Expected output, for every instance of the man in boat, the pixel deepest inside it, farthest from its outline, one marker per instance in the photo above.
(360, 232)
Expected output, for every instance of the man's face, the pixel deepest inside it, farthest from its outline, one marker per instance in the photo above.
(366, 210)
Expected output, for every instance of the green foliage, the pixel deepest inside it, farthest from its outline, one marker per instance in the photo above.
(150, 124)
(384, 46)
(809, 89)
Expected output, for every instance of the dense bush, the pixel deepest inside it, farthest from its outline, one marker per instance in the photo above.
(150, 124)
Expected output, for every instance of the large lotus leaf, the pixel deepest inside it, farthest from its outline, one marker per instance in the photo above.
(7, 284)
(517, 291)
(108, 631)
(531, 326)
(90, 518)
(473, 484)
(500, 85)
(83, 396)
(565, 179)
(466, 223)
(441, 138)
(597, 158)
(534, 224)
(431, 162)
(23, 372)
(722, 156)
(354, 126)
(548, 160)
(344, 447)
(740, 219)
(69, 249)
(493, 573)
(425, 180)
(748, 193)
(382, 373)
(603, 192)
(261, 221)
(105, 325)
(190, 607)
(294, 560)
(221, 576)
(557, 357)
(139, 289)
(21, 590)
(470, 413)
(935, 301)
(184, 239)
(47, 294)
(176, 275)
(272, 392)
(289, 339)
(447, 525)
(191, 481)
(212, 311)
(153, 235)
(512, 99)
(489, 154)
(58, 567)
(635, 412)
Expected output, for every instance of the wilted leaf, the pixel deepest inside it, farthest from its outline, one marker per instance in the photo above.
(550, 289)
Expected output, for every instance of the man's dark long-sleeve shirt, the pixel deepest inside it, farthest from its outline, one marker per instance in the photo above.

--

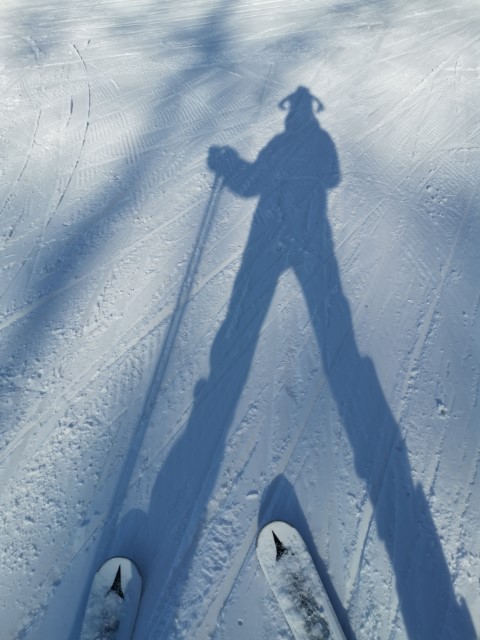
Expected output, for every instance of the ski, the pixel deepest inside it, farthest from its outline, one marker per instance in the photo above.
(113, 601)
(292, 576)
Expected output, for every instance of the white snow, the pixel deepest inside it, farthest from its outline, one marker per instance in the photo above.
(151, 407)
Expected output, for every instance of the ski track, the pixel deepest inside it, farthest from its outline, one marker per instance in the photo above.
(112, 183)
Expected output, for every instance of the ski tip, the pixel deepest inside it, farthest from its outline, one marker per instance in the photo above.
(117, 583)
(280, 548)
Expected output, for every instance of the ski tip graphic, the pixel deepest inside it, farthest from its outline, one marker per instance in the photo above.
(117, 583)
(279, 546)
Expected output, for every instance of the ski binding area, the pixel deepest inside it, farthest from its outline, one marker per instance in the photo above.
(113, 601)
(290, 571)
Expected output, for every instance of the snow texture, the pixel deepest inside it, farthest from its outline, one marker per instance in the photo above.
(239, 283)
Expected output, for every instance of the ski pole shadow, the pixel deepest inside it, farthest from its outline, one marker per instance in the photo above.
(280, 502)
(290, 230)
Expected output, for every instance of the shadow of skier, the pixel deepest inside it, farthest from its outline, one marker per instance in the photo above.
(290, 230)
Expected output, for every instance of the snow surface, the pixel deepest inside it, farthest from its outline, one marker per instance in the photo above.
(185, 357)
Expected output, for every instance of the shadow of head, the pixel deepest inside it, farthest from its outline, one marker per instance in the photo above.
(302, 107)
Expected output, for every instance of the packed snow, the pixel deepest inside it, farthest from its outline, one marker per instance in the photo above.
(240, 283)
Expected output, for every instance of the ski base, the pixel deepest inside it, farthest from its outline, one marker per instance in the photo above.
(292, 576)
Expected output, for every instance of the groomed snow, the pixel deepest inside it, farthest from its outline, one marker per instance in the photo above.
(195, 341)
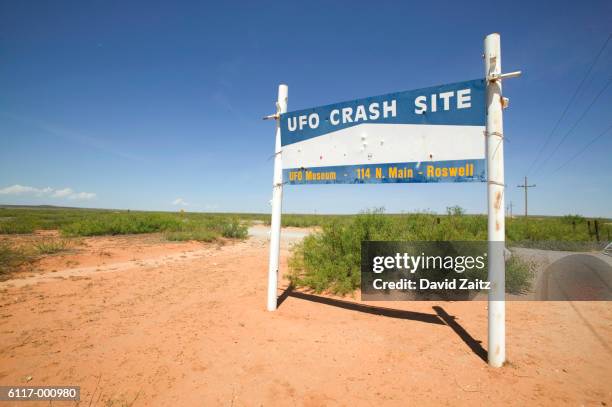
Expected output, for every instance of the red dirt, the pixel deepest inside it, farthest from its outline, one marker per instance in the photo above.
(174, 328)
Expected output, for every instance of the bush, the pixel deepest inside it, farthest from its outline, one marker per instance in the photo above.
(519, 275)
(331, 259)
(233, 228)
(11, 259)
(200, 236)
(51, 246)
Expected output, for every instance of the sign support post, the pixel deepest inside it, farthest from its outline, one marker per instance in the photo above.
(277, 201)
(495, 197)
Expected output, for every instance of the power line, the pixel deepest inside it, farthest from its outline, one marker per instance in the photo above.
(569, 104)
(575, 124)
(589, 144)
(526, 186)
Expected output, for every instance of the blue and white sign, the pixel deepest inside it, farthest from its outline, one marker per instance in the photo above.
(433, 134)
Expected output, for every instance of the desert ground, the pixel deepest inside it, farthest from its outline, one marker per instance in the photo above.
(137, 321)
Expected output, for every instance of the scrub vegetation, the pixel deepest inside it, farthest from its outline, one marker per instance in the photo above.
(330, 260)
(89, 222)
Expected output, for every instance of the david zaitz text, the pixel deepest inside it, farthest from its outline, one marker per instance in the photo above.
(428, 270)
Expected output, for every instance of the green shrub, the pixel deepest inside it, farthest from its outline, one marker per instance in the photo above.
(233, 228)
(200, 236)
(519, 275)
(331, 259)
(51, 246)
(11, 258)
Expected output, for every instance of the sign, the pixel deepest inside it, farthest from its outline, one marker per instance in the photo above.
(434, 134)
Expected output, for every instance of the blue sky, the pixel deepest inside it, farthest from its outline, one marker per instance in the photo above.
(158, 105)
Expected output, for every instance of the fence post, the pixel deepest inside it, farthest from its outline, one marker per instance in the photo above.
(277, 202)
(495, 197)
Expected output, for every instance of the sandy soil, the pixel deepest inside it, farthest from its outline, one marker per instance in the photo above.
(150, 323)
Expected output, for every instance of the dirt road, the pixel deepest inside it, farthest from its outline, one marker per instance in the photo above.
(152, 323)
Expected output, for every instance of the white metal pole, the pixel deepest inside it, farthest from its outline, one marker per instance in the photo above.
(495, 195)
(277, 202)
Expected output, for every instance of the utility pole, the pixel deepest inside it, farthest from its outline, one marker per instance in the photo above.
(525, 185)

## [WHAT THIS TASK INVOLVES]
Find every line in the items above that contains the word "blue", and copy each one. Case counts.

## [WRITTEN REPLY]
Expected output, for every instance of the blue and white sign, the pixel deepest inside it, farthest from its outline, one marker per instance in the photo above.
Expected output, for every instance of the blue sky, the pixel deepest inside it, farthest from its outline, one marker per instance in the photo above.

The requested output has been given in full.